— Selected passage —
________________
A new legal battle taking shape in
Montana is challenging the state on domestic partnerships, not
marriage, for gay and lesbian couples.
The first-of-its-kind lawsuit was filed
Thursday by seven gay couples who are being represented by the
American Civil Liberties Union (ACLU).
The ACLU is suing the state for
domestic partnerships because Montana has a constitutional amendment
that defines marriage as a heterosexual union.
In its complaint, the ACLU wrote that
denying gay couples of equal protections afforded to heterosexual
couples “constitutes unconstitutional discrimination based on
“It's unfair for same-sex couples who
have made commitments and formed families to be treated by the state
like legal strangers,” Betsy Griffing, legal director for the ACLU
of Montana, said.
“Lesbian, gay and bisexual Montanans
are valuable and productive members of society who should be treated
fairly if their partner is in the hospital or dies without a will,”
Several states, including California,
Washington and most recently Nevada, have approved domestic
partnership laws that give gay couples most of the rights and
obligations associated with marriage.
A similar lawsuit is moving forward in
Hawaii, where gay
couples represented by the gay rights group Lambda Legal are suing
the state after Governor Linda Lingle vetoed a gay-inclusive civil
unions law. Hawaii also has a gay marriage ban in place.
________________
— Provided data —
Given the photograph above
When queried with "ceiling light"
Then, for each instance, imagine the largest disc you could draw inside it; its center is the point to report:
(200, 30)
________________
— Exercise instructions —
In the article about the Montana lawsuit, who is representing the seven gay couples who filed it? The material has nothing to do with the article.

— Final answer —
The American Civil Liberties Union (ACLU).